## Document passage
:::
From: [personal profile] sholio


haha. Okay, you definitely need to come back and post part 2 of this when you're done.

It never stops being fascinating to me how our modern ideas of what people are physically capable of are so heavily influenced by being a very sedentary and mostly indoor-dwelling culture, and it actually appears that humans can train themselves up to feats that seem superhuman according to what we think is true of human capability. Not just people who spend all day every day building up to amazing feats of strength or endurance, but even ordinary people who don't really train, per se, but just seem to have a slightly different physiology, or different attitude towards it, or something. There was a dude at the university here for awhile who was locally known as "barefoot guy" because he went barefoot in all weather, and "all weather" means -50 in the winter here. So he'd just walk around leaving bare footprints in the snow in severely subzero weather, and apparently was perfectly comfortable. Obviously most people couldn't do that if they just randomly walked outside in the winter after wearing boots all the time. But I once spent a year or two going barefoot in the non-winter months, including hiking off-trail in the woods with bare feet (I didn't think it would actually WORK; I was really surprised to find out that, as long as I was careful where I put my feet, it was actually fairly comfortable) and I was really fascinated at how, no longer than I did it, the bloodflow to my feet noticeably changed to compensate for walking around barefoot in cool weather. I started to feel like I was wearing mittens indoors when I'd put socks on. Not being a physical person AT ALL, I was completely fascinated by this. (I never went ahead and pursued it to walking in the snow, however. Though I WAS curious.)
:::
## Aim A
Translate this sentence from the comment about going barefoot into Spanish: "I started to feel like I was wearing mittens indoors when I'd put socks on."
The comment about going barefoot and the rows come from unrelated sources.

## Exercise materials
:::
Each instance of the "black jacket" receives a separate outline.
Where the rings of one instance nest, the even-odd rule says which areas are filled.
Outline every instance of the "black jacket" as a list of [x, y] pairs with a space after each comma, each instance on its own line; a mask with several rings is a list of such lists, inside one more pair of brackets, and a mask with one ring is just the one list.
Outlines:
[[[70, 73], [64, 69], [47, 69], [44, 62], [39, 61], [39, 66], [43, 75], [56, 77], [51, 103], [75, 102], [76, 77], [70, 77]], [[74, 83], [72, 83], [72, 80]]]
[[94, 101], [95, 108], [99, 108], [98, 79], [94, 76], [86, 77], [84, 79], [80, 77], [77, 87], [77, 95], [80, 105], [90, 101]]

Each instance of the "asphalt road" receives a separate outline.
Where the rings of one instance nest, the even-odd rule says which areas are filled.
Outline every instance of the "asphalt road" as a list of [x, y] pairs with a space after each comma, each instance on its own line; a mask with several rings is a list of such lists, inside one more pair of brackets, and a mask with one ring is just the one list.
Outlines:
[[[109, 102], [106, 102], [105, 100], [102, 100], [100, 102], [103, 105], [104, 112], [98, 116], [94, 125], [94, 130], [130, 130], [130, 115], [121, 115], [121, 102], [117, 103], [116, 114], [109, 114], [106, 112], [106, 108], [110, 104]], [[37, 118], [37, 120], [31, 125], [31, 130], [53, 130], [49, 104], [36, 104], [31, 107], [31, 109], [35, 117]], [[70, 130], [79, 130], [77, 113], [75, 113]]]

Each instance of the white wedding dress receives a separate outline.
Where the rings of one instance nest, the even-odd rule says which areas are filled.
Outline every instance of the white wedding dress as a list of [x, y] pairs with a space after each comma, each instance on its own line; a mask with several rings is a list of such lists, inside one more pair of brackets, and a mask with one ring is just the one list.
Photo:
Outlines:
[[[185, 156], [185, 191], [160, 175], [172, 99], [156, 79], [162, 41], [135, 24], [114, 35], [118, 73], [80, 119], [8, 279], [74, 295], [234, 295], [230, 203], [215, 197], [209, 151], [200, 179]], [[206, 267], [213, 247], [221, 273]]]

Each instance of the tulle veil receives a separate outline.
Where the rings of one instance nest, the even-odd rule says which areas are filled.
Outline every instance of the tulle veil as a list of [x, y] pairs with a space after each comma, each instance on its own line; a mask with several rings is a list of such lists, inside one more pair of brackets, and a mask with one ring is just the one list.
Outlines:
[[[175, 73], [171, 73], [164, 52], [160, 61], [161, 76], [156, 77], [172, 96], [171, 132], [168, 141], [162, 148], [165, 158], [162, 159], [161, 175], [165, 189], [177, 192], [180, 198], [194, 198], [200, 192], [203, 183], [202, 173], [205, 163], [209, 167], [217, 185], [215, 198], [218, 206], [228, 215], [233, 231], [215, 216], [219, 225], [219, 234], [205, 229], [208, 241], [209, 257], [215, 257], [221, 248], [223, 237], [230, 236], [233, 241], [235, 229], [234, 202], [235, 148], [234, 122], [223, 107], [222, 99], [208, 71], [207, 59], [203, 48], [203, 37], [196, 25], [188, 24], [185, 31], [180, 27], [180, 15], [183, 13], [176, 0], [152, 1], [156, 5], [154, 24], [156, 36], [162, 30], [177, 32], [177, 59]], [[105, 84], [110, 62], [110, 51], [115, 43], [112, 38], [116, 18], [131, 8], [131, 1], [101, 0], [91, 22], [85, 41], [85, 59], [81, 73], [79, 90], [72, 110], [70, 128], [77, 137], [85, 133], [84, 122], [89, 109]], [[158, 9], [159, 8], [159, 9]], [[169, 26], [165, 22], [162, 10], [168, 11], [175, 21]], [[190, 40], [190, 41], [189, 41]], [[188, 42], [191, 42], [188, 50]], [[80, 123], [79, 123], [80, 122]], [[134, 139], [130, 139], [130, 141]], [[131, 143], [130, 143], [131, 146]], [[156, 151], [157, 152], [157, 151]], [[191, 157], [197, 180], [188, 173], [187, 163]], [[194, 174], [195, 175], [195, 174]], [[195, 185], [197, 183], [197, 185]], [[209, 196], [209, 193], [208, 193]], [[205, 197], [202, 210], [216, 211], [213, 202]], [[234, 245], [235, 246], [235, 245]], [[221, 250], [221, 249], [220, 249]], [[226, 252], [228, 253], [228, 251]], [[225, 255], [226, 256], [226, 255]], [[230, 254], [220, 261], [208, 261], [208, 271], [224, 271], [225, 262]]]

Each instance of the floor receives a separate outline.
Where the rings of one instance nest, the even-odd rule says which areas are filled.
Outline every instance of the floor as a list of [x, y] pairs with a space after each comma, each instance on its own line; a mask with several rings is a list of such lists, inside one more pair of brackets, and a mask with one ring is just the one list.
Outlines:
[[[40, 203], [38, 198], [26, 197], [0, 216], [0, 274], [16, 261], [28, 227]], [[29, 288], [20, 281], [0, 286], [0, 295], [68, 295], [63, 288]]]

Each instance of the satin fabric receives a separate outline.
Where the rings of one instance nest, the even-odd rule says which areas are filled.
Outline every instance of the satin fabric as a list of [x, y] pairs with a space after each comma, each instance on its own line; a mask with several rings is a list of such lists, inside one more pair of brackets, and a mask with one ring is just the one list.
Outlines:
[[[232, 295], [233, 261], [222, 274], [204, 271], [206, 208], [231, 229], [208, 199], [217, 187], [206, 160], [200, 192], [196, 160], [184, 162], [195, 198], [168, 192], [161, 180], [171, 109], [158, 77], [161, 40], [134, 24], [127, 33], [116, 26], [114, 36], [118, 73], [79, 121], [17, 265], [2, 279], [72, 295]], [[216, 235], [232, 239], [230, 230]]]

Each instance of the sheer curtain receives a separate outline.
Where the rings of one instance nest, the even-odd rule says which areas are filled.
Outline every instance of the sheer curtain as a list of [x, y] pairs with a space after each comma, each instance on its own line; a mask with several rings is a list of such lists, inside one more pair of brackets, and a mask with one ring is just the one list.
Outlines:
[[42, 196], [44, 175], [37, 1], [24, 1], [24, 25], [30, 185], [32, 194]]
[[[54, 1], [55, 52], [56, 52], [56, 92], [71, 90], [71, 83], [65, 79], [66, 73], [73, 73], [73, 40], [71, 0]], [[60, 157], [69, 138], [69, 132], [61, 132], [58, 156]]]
:::
## Aim B
Please pick out and copy every line of the rows that contains the word "receives".

## Finished answer A
Empecé a sentir que llevaba manoplas dentro de casa cuando me ponía calcetines.

## Finished answer B
Each instance of the "black jacket" receives a separate outline.
Each instance of the "asphalt road" receives a separate outline.
Each instance of the white wedding dress receives a separate outline.
Each instance of the tulle veil receives a separate outline.
Each instance of the floor receives a separate outline.
Each instance of the satin fabric receives a separate outline.
Each instance of the sheer curtain receives a separate outline.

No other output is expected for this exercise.